--- 作業内容 ---
低所得者や生活保護受給者が入れる老人ホームについての本文を、最後の文の直後から書き継いでください。
----- 本文抜粋 -----
低所得者や生活保護受給者が入れる老人ホームとは?費用負担制度も紹介!

経済的な制約を抱える低所得者や生活保護受給者にとって、老人ホームを見つけることは大きな課題です。

しかし、適切な施設を見つけるためのサービスや支援が複数存在します。これらのサービスを利用することで、経済的な負担を軽減しながら必要なケアやサポートを提供する施設を見つけられるため、ぜひこの記事を参考にしてみてください。

低所得者や生活保護受給者が入れる老人ホーム(特徴と費用相場)

低所得者や生活保護受給者が入居可能な老人ホームは、経済的な負担が少なく、必要なケアやサポートを受けられる施設が複数あります。それぞれの特徴と費用相場を見ていきましょう。

特別養護老人ホーム(特養)

特別養護老人ホームは、要介護3以上の認定を受けた高齢者が入居できる公的な施設です。24時間体制の介護サービスを受けられるため、介護度が高い人でも安心して過ごすことができます。

費用は公的補助により一部が賄われるため、入居者の負担は少なく、生活保護受給者でも入居が可能(一部のユニットケア対応の特養では受け入れしていない場合がある)です。月額の自己負担額は10〜15万円程度が相場ですが、自治体や個人の収入によって異なります。

介護老人保健施設(老健)

介護老人保健施設は、要介護1〜5の高齢者が対象の施設で、医療と介護を組み合わせたサービスを提供しています。病院からの退院後に自宅での生活が不安な高齢者が一時的に入居し、リハビリテーションや日常生活の支援を受けながら、家庭への復帰を目指すことが目的です。

費用の面では、特養と同様に公的補助が受けられるため、入居者の負担は比較的少なく、生活保護受給者でも入居が可能です。薬代は施設が負担するというメリットもありますが、高額になると入居審査で不可となるデメリットもあります。月額の自己負担額は10〜15万円程度が相場です。また、個人の収入によっても異なります。

軽費老人ホーム(ケアハウス)

軽費老人ホーム(ケアハウス)は、経済的な制約があるが一定の自立性を保持している高齢者向けの施設として位置づけられています。ケアハウスの大きな魅力は、比較的低コストでありながら、生活の質を落とさずに必要なサポートを受けることができる点があります。主に、自宅での生活が難しいが、重度の介護が必要ではない高齢者が利用対象です。
----- 行の抜粋 -----
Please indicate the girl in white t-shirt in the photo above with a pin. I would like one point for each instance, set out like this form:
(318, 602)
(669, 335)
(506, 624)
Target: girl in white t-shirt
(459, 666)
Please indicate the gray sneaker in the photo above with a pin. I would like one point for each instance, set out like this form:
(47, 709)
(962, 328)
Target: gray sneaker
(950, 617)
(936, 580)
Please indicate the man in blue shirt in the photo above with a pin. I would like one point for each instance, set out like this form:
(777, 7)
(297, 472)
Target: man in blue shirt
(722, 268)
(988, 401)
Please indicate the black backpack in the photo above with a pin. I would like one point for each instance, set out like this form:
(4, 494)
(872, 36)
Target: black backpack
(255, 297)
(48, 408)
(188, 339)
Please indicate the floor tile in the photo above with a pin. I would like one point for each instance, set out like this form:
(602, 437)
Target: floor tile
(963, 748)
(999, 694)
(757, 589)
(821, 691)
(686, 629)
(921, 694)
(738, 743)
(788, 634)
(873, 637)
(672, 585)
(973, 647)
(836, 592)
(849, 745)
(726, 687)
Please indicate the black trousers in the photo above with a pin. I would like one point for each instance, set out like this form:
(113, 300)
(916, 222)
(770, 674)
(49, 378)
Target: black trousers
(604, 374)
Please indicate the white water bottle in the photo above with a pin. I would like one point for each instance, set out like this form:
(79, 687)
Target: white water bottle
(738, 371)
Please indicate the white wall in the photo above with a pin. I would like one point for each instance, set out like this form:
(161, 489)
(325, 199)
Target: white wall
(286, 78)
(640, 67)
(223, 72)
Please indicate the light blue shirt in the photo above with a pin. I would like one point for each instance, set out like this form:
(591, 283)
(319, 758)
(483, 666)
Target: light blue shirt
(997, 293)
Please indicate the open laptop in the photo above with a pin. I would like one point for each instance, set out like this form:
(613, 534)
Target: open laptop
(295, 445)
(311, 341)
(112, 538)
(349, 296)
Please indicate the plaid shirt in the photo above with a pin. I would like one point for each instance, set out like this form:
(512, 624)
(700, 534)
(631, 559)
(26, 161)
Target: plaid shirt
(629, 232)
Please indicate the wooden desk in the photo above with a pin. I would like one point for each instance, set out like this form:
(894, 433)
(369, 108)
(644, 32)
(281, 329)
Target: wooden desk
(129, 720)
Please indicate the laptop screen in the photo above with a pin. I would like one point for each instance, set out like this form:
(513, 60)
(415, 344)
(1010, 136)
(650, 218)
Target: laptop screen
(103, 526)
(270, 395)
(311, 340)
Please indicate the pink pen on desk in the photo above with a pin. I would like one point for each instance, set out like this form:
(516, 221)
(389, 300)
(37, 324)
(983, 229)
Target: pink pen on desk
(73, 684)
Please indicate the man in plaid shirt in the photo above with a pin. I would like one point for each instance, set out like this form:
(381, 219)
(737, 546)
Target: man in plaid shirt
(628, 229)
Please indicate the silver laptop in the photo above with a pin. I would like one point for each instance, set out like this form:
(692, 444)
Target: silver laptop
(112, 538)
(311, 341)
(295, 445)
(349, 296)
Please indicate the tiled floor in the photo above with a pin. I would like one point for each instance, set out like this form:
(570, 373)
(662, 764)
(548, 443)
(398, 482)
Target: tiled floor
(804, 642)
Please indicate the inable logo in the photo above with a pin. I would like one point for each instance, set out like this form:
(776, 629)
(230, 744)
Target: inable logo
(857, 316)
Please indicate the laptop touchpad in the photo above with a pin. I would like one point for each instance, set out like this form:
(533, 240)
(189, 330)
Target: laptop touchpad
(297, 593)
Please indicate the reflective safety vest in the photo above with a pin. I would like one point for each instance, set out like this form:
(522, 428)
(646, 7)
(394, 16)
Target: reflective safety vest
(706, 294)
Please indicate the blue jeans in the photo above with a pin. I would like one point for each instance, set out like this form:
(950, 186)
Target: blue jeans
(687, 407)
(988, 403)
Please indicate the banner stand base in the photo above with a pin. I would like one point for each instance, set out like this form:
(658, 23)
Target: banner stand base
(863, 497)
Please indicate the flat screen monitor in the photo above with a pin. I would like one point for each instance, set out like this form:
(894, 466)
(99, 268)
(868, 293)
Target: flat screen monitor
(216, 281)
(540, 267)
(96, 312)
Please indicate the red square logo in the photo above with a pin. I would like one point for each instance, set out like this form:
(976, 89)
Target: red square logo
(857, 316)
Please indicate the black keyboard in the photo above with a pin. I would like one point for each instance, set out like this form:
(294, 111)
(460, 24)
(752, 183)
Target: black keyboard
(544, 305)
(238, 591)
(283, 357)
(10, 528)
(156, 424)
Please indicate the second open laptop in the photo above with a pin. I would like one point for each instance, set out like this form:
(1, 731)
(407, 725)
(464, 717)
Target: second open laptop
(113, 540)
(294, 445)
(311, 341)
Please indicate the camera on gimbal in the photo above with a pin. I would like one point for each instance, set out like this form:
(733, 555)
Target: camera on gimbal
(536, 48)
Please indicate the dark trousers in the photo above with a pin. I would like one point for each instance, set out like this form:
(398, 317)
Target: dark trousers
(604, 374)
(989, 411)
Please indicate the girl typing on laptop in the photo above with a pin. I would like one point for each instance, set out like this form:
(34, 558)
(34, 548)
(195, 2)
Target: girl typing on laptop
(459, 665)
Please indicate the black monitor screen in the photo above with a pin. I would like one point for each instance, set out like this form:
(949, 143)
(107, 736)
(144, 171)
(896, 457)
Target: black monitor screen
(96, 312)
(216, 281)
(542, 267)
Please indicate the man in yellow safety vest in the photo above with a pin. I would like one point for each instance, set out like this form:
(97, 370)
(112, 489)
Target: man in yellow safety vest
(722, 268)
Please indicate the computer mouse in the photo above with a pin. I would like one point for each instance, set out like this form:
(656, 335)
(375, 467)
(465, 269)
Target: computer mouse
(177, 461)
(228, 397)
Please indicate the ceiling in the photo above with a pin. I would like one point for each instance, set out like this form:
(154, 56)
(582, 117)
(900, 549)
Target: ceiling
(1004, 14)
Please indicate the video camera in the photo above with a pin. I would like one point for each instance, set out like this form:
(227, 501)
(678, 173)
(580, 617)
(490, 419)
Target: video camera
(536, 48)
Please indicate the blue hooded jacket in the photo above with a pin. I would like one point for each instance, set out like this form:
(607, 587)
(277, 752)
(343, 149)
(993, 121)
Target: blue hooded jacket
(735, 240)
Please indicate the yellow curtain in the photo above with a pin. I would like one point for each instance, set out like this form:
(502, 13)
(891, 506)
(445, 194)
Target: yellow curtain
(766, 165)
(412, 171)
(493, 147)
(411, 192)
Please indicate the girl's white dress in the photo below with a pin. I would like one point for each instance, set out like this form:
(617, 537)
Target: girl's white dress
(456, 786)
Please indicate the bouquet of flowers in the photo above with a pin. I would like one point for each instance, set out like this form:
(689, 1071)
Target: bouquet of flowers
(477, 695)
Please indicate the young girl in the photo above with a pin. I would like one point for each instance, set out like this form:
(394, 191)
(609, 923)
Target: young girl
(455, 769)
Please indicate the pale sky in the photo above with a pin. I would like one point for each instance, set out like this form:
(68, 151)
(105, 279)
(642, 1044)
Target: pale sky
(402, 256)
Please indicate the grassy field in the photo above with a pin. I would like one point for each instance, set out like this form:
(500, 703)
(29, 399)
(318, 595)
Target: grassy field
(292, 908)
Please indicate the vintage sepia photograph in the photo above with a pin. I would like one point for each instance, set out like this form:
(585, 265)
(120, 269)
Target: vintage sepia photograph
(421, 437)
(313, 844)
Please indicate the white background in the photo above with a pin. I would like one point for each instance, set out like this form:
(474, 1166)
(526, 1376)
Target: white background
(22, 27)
-----
--- 解答 ---
軽費老人ホーム(ケアハウス)では、基本的な生活支援サービスが提供されます。これには、食事の提供や部屋の清掃、洗濯といった日常生活のサポートが含まれ、施設内でのレクリエーションや健康管理のためのプログラムが用意されている場合もあります。

軽費老人ホームの費用相場は月額10万円前後です。サービス費は年収によって17段階に分けられ定められた費用が必要です。

有料老人ホーム

有料老人ホームは、充実した介護サービスと共に、入居者の趣味や娯楽を充実させるためのレクリエーション活動を幅広く提供しています。一般的には、個室でのプライベートな生活空間を確保しつつ、食事サービス・清掃・洗濯などの生活支援サービスを受けられます。

また、安心して生活できるように健康管理や緊急時の対応などの環境が整った施設です。費用は施設の設備やサービス内容によって異なりますが、高品質なサービスを提供する施設ほど高額となり、月額費用は20万円前後必要になります。

近年、入所一時金が不要な施設が増えたことから、入居のハードルが下がりました。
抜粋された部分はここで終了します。